**Items from a data source:**
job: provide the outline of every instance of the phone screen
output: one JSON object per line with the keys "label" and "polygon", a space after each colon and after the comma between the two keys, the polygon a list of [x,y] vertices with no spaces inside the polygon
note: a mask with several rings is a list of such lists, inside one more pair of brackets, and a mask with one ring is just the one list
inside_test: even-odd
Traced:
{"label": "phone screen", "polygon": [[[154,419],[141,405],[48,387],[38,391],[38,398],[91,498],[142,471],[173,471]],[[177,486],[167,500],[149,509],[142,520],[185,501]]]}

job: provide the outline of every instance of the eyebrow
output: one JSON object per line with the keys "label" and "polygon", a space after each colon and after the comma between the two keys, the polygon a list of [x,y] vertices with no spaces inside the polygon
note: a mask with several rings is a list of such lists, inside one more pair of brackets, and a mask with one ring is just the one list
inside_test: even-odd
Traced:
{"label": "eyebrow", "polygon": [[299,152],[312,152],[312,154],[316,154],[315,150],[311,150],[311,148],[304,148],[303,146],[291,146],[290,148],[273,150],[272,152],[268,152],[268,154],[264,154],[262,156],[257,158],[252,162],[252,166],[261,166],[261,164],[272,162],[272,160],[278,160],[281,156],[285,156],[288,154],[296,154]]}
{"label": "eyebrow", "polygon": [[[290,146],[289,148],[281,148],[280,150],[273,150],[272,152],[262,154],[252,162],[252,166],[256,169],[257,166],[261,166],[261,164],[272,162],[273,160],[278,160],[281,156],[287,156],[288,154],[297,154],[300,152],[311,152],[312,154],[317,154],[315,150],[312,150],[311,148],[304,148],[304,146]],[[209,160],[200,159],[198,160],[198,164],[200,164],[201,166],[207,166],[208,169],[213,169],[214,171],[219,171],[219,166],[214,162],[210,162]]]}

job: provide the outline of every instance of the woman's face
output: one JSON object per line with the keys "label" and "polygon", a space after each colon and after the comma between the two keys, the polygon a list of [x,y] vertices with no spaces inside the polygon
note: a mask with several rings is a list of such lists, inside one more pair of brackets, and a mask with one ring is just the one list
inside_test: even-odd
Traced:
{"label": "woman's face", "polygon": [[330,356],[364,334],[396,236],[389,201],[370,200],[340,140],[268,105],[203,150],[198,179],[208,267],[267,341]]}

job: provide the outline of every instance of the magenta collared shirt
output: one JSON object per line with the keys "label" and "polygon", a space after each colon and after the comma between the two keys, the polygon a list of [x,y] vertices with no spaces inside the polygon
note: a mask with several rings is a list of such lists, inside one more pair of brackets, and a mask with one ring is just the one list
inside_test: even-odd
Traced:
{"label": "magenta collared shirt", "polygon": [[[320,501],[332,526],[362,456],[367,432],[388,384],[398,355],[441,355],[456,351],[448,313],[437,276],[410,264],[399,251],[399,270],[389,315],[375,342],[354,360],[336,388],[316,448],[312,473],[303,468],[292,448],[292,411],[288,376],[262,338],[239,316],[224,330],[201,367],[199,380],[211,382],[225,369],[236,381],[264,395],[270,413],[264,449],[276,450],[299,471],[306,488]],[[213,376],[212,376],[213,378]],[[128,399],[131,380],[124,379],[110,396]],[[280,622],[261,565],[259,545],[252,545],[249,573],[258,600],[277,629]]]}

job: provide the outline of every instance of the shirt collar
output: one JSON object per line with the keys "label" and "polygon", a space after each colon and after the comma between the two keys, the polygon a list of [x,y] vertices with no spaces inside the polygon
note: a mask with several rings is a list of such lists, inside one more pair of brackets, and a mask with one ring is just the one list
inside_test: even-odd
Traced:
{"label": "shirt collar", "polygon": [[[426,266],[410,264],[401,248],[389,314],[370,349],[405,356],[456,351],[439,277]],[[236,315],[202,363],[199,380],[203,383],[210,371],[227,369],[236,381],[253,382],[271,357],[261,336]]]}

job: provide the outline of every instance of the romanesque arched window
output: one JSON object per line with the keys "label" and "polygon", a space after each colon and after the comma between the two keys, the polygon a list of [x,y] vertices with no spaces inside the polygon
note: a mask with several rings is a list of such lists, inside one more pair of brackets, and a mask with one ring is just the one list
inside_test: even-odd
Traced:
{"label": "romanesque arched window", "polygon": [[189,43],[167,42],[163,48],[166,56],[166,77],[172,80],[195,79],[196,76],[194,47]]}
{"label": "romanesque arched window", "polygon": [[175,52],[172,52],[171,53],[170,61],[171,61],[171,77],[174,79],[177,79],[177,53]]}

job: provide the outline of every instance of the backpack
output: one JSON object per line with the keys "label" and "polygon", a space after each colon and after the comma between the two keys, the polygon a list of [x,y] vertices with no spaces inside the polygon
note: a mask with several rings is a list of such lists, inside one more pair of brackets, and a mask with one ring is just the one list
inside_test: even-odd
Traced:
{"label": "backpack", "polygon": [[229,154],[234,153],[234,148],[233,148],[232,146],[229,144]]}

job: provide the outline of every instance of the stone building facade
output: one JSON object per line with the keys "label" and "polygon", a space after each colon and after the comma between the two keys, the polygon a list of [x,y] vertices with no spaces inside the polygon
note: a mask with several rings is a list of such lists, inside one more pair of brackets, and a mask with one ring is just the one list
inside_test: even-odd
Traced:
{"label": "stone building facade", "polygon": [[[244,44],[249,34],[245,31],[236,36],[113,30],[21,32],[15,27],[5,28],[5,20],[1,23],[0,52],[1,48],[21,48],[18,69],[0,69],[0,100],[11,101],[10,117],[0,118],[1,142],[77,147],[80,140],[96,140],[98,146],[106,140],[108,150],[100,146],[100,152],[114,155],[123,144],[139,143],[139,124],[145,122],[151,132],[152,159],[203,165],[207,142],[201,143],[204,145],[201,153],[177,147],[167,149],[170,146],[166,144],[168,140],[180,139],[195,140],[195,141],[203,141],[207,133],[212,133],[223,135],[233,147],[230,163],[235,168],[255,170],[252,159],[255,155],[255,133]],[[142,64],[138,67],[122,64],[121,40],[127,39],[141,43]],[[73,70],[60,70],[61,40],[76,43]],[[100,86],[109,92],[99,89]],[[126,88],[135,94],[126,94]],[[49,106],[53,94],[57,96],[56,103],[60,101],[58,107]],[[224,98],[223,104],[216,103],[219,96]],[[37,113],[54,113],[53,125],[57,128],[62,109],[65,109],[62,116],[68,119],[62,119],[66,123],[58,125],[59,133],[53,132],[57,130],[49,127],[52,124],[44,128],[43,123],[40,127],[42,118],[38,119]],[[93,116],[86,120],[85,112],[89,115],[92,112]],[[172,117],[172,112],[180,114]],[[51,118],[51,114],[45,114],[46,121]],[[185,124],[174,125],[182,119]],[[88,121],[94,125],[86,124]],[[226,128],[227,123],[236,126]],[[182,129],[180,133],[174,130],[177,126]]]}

**Stated goal:**
Extract every line above that contains the string "screen", matching case exactly.

**Final answer:**
job: provide the outline of every instance of the phone screen
{"label": "phone screen", "polygon": [[[154,419],[141,405],[48,387],[38,391],[38,398],[91,498],[142,471],[173,471]],[[177,486],[167,500],[149,509],[142,520],[185,501]]]}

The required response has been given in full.